YOUR OBJECTIVE
Reproduce the listing below word for word, from its beginning through the line containing "pixel 264 168", and include that line. Leave the pictures out of your answer.
***** STORED DATA *****
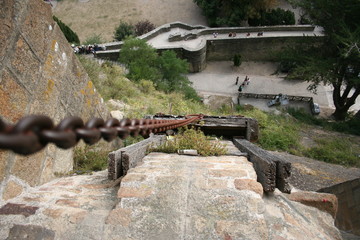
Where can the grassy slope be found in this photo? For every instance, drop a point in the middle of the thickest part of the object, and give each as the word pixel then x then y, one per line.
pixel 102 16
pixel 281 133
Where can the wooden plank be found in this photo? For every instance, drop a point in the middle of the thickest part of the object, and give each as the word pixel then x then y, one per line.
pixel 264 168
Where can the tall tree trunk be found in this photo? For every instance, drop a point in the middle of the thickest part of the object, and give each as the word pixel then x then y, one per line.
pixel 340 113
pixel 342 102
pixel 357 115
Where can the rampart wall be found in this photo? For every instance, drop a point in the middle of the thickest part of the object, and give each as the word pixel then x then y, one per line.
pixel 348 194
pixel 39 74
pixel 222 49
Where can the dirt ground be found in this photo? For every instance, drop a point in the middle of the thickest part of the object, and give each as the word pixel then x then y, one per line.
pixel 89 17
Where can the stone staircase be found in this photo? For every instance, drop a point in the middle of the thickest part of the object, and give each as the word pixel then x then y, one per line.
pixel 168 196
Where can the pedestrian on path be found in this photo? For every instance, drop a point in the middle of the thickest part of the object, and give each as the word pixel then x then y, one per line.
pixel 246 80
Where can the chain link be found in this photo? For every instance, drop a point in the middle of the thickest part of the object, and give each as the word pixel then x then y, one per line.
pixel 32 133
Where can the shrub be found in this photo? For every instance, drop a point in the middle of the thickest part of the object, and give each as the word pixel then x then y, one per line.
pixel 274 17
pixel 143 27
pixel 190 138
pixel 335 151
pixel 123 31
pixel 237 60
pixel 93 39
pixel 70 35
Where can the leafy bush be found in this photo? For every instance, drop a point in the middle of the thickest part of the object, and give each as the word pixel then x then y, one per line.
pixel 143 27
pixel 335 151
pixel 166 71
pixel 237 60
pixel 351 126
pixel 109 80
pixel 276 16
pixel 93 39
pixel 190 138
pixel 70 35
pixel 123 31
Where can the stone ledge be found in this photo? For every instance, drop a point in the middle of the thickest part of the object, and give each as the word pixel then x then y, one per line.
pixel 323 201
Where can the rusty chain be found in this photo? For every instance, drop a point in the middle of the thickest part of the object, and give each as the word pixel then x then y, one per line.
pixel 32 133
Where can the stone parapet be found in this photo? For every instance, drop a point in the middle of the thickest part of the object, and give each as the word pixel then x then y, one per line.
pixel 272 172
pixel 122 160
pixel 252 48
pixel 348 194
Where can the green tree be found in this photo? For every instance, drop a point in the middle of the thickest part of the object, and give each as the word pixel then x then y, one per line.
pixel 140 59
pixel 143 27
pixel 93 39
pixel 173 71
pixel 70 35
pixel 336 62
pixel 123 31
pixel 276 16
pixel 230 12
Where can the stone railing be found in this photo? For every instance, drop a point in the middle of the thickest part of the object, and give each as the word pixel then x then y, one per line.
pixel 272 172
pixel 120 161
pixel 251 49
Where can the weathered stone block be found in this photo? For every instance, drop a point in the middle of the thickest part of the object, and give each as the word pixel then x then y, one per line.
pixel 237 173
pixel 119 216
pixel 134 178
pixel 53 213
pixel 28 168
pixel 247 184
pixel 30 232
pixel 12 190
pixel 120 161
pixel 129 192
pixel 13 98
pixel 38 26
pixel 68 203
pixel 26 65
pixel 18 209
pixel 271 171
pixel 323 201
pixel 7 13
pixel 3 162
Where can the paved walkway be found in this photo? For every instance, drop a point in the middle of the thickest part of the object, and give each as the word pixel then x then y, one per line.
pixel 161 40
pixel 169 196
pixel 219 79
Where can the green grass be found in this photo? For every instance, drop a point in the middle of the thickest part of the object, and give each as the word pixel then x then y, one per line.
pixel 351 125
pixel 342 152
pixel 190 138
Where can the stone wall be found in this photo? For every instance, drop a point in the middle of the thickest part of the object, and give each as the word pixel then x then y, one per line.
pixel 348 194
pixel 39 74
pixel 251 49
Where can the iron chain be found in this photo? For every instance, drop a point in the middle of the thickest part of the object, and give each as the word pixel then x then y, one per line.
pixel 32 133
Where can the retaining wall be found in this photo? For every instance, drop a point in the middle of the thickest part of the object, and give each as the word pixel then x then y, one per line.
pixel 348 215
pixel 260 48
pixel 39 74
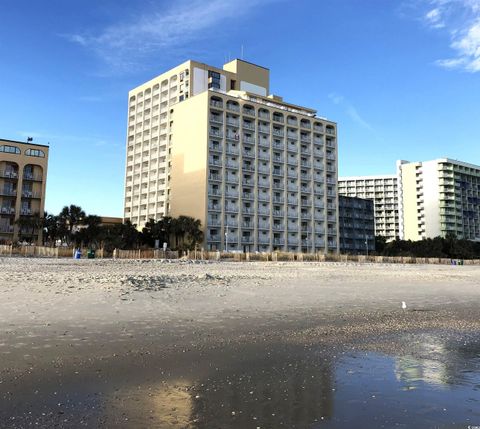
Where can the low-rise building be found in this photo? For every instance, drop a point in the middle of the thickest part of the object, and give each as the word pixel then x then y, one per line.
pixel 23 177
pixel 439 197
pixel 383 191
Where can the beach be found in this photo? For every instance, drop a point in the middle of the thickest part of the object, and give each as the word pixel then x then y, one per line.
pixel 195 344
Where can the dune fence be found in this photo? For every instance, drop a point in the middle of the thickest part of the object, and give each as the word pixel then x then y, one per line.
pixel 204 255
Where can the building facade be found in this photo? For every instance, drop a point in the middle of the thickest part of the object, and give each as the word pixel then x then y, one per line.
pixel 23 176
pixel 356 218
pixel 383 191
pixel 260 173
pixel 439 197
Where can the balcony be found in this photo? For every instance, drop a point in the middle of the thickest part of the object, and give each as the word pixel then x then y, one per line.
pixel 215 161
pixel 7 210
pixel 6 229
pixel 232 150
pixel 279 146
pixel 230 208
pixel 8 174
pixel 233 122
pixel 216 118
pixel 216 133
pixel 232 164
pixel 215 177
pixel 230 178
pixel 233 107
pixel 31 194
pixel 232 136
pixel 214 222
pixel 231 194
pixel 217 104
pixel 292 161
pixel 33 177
*****
COMPLETED TASK
Where can the grassy slope be found in this photo? For every instance, drop a point in the middle of the thickest part of the object, and give each as the word pixel then x then y, one per line.
pixel 102 16
pixel 281 133
Where can the wooden plank be found in this photo? For every instance, drop a point in the middle of the thickest part of the object, and give each as the word pixel then x then y, one per line.
pixel 264 168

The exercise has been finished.